**Provided passage**
Your next H&M purchase will have a Made in Ethiopia tag

What’s wrong with us? ‘I’m such a shopaholic!’ can be said with pride. ‘A girl can never have too many pairs of shoes’. Who taught us that? Yes she can have too many pairs of shoes. At least those flats that wear out in 6 months.

As for myself, I have had an unhealthy relationship to clothes for years.

If there was an Anonymous Shopaholics group, I would definitely have needed that about 5-10 years back. I have been a maniac shopper.

The disease I was suffering from is called the fast fashion syndrome. And just like consumption of fast food, fast fashion fulfills our needs in the short term, but makes us unhappy and miserable in the long term. The thing is, the craving never stops.

My mother tried to teach me about quality. She really  did. When growing up, we had a sewing machine at home and my mother was an expert in maintaining and fixing clothes. When I was a teenager, she reminded me about the importance of buying quality clothes instead of rags.

But the temptations were too luring.

As soon as I got my first job at the age of 15, I decided to spend my money on clothes. I became addicted.

H&M’s online store became my most visited website. I clicked home dozens and dozens of garments during some of my wildest years. (I have none of those garments left. What does that say about their longevity?)

Most clothes represented a feeling, an expectation. This is the hoodie I will wear while I casually walk to the grocery store on a Sunday. This is the dress I will wear on new years’ eve.

I didn’t realize my addiction until I moved 3 times within 1,5 years and was forced to pile all those clothes in front of me.

They were wrinkly and unraveled. I had no love for them. Yet I’d spent thousands of euros on them.

I threw away gigantic bags of clothes – some of them to garbage cans, some I gave to friends, some of them I recycled, comforting myself with the notion that at least some poor person can benefit from these. No way they did! Who will love a wrinkly party top? No one. Not even that poor African in your mind.

Records from a dataset:
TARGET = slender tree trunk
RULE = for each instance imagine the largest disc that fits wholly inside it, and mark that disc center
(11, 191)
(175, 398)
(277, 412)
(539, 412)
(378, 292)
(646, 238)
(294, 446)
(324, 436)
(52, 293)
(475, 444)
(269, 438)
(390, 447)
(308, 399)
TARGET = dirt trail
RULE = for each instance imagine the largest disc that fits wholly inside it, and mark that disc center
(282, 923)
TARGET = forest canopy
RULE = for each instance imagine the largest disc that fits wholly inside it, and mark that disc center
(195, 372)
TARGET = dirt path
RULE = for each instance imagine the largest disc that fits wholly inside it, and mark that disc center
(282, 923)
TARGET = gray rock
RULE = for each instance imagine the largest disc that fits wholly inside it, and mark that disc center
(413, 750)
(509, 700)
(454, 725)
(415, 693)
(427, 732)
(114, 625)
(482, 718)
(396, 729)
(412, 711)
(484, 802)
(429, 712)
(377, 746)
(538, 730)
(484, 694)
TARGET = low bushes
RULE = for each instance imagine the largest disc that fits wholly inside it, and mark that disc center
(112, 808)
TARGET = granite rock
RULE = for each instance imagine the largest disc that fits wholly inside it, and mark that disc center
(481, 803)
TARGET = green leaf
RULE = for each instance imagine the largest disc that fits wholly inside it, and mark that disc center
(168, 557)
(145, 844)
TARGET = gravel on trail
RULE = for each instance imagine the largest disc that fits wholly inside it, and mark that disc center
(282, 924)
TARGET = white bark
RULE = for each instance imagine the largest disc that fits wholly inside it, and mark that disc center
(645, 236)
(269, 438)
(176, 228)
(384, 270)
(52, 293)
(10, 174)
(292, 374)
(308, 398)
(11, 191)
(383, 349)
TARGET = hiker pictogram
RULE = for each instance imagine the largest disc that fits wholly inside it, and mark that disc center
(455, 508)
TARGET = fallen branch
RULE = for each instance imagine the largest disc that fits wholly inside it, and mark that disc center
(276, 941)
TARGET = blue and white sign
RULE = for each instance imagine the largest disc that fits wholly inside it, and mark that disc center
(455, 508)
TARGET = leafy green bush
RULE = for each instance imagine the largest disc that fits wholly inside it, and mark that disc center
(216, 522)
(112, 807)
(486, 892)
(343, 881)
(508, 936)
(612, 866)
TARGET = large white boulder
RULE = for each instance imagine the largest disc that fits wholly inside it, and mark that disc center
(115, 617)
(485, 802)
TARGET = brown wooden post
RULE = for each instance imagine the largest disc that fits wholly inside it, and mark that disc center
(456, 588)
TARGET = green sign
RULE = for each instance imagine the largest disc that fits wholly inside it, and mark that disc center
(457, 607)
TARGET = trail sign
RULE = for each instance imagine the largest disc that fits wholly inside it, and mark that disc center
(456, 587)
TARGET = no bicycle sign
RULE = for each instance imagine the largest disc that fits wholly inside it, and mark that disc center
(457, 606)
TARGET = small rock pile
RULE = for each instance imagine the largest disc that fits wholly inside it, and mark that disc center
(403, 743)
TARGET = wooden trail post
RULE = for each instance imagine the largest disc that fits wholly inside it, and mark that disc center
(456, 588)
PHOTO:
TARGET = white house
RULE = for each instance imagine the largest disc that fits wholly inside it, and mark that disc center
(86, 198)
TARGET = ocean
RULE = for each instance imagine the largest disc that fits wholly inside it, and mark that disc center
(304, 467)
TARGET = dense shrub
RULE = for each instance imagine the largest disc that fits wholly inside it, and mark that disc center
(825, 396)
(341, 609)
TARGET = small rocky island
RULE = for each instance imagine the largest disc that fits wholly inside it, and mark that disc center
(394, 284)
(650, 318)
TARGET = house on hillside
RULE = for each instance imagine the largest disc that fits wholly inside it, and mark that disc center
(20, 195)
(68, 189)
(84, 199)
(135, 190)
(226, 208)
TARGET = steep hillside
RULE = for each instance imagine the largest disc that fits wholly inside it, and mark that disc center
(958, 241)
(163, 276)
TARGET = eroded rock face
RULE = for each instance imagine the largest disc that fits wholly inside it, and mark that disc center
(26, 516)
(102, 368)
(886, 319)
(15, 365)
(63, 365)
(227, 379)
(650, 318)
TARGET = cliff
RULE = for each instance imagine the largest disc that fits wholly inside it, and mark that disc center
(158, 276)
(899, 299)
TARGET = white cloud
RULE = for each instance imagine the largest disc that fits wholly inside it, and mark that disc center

**Instructions for the task**
Could you transcribe the stretch of the fast-fashion essay from "As soon as I" through "about their longevity?)"?

**Response to the exercise**
As soon as I got my first job at the age of 15, I decided to spend my money on clothes. I became addicted.

H&M’s online store became my most visited website. I clicked home dozens and dozens of garments during some of my wildest years. (I have none of those garments left. What does that say about their longevity?)